→ **GIVEN TASK**
Send back the records in full, character for character.

Entries from a dataset
>>>

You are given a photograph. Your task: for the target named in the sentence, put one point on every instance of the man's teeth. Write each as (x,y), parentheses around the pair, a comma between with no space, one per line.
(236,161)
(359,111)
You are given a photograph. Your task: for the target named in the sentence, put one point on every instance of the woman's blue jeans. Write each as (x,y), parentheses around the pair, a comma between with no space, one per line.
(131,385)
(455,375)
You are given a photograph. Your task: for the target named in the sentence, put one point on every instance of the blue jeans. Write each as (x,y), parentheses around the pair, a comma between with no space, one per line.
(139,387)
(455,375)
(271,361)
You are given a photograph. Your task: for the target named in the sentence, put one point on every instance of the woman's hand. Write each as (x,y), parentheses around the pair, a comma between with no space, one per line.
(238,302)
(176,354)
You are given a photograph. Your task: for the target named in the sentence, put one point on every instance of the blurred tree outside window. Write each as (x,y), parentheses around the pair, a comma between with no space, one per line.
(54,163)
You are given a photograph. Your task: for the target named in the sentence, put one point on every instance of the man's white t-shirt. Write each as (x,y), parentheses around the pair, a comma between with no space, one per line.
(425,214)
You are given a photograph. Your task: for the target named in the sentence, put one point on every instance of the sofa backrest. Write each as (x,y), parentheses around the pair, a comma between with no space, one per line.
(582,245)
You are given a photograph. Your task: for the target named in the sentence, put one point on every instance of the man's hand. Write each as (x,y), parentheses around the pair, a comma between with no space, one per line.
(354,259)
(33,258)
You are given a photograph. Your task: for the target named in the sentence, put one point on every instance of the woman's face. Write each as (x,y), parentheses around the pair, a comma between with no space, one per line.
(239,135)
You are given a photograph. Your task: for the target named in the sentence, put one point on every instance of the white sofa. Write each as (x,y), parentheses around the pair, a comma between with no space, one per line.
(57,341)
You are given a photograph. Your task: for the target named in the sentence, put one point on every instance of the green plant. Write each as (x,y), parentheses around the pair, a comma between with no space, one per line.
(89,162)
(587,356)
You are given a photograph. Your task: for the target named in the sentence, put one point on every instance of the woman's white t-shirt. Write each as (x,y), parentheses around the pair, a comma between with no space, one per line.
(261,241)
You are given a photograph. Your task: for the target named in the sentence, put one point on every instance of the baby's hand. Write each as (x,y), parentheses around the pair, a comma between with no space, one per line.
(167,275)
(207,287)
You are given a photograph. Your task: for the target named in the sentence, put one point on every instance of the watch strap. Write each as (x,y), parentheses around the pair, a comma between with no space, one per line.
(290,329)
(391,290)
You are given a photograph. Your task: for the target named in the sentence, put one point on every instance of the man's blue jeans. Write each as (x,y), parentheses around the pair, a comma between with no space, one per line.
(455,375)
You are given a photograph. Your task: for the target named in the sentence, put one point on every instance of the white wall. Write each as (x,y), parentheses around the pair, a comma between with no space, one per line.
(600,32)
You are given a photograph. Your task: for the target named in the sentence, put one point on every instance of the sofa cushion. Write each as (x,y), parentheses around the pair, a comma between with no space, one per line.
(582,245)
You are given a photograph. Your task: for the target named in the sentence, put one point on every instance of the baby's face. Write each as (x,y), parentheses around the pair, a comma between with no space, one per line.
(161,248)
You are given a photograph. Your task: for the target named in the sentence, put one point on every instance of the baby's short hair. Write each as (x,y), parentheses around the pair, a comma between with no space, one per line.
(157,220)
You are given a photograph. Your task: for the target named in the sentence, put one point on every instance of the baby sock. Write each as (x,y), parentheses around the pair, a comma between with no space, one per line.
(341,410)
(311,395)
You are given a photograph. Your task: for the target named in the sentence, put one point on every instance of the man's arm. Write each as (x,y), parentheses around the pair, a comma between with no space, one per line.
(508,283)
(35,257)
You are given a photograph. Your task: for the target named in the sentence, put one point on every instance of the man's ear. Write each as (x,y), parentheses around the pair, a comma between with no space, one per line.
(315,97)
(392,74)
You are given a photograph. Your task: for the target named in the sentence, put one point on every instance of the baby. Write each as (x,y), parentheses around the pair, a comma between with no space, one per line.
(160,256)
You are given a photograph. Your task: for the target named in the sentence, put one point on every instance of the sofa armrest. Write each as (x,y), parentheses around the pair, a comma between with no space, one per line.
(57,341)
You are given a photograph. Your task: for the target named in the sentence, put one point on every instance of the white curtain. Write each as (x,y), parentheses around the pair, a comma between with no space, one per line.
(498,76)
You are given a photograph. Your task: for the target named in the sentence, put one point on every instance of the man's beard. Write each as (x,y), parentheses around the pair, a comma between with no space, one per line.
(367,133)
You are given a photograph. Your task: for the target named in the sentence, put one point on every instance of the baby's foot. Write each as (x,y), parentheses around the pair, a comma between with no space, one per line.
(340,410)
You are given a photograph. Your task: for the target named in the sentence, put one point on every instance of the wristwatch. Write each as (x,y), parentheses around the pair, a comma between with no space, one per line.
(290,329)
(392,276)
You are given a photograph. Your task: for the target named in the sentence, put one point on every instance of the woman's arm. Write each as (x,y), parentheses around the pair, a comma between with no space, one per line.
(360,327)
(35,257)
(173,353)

<<<

→ **SOLUTION TO THIS EXERCISE**
You are given a photograph. Your task: for the target named in the sentence, put one point on every instance of the man's teeth. Write each as (x,y), parentheses around the pair, a comma between with no space, one per line.
(236,161)
(359,111)
You are given a photograph. Your task: for the target named in the sentence, put one point on every instance of the woman's blue jeans. Write each as (x,y), parentheses around the pair, a comma between with no space, one per line.
(131,385)
(455,375)
You are given a photograph. Your task: for the target named in the sentence, put one point on every instance of the blue jeans. Write each as (x,y), parentheses around the pair, a comma between with no space, one per line.
(139,387)
(455,375)
(271,361)
You are given a photograph. Your task: for the target named in the sentence, put one point on every instance of the woman's hand. Write each as (x,y), parentheses around the pair, a comma between with no space, one per line.
(238,302)
(176,354)
You are given a photograph. Your task: for the target named in the sentence, put one point on every instance of the blurred tree outside window. Write each as (x,y), parentheses around the pair, a comma between with no space, one per line.
(54,163)
You are given a photograph. Your task: for the target named in the sentence, put one point on every instance of the man's white t-shirt. Write each as (x,y), parentheses around the pair, a comma between with no space, one per line.
(425,214)
You are given a photograph. Your task: for the target named in the sentence, put one point on every instance of the sofa backrest. Write each as (x,y), parentheses around the pair, a comma between with no space, one per line.
(582,245)
You are given a photograph. Your task: for the target named in the sentence, put one point on every instance of the man's hand. Write each as (x,y), parentheses around the pair, a comma between with no space, one per line.
(354,259)
(33,258)
You are given a photograph. Your task: for the target named in the sentence, put one point on every instance of the woman's face. Write each as (x,y), parentheses around the pair, a comma between with no space, one per line.
(239,135)
You are given a photograph. Your task: for the target named in the sentence, put one point on every instance of the white sofa. Write each as (x,y), parentheses around the pair, a comma between with no space, one per line.
(57,341)
You are given a photograph. Your task: for the target named in the sentence, put one point on every instance of the green plant. Write each as (x,y), parentheses around the pair, a comma between with no space, one per line.
(89,162)
(587,356)
You are given a photograph. Your task: for the target named in the sentence, put one point on every instance of the woman's white t-shirt. Write each as (x,y), parentheses around the pair, a comma between with no space, one per line.
(261,241)
You are given a photograph. Your task: for the target named in the sentence, put one point on every instance of the baby's hand. Write each as (x,y), parentheses around the pair, a comma between with no space, one per line.
(167,275)
(207,287)
You are given a photograph. Your task: for the target named in the sentence, put one point on every instance of the watch strap. Write each as (x,y), parentheses around the pair, a comma between with no space, one per line.
(290,329)
(391,290)
You are given a photograph. Your task: for the target named in the sentence, put one point on every instance of the man's blue jeans. Write each as (x,y), parentheses around the pair, a comma between with no space, one per line.
(455,375)
You are given a photograph. Your task: for the target named in the sentence, put one point on every instance of the white wall. Write each as (x,y), parentheses around the pair, a comma between with no space, one per line.
(600,32)
You are given a photograph. Your task: for the target named in the sentence, put one point on every instance of the sofa cushion. Write each as (x,y), parentheses around the pair, a comma between with no space, one per line.
(582,245)
You are given a photograph. Your task: for the target named in the sentence, put one point on every instance of the baby's face. Write each as (x,y), parentheses around the pair, a comma between with no space, one per line.
(161,248)
You are given a photograph. Your task: for the target named in the sentence, put one point on every instance of the baby's short hair. Write each as (x,y), parentheses around the pair, a comma between with no space, one per line.
(157,220)
You are given a photograph. Your task: for the target named in the sentence, put one point on every instance of the baby sock. Write each as (x,y), parentheses around the pair, a comma between with no space, one per line.
(341,410)
(311,395)
You are given a photograph. Your task: for the target named in the sentence, put one point on every instance of the man's arm. Write each as (x,y), parentheses around the pair, a comma between with no space, one per line.
(508,283)
(35,257)
You are given a photograph. Your task: for the target named in the sentence, put one point on every instance of the man's ear. Write each as (x,y), parentheses around the pair, a comma between with no space, one per line.
(315,97)
(392,74)
You are given a photograph. Your task: for the target named in the sentence, put one point on every instance of the baby. Write each as (x,y), parentheses around the pair, a comma between with no space, one per line.
(160,256)
You are given a photograph. Your task: for the target named in the sentence, put one point on every instance of the sofa armrest. Write each as (x,y), parentheses around the pair, a comma between with no space, one per line.
(57,341)
You are given a photograph. Your task: for the target named in the sentence, put one point on every instance of the white curtain. Write each as (x,y), parentheses around the pair, a comma between with no space, one per line.
(498,76)
You are given a photograph. Your task: for the target named in the sentence, put one point on every instance of the man's beard. Write each as (x,y), parentheses around the pair, a comma between with no space, one per line.
(367,133)
You are given a photograph. Your task: for the target named in the sentence, put one point on every instance of the baby's foot. Write each as (x,y), parentheses around the pair, a comma between with no space, one per line.
(340,410)
You are given a photograph. Your task: for the target named in the sentence, put one point on every instance of the wristwatch. Write each as (x,y), parentheses around the pair, a comma between with no space, one per line.
(290,329)
(392,276)
You are given a photograph. Your task: for the target named in the sentence, put one point on every instance of the woman's arm. Write each as (x,y), parentheses around the pair, a comma between with no space, one per line.
(360,327)
(35,257)
(173,353)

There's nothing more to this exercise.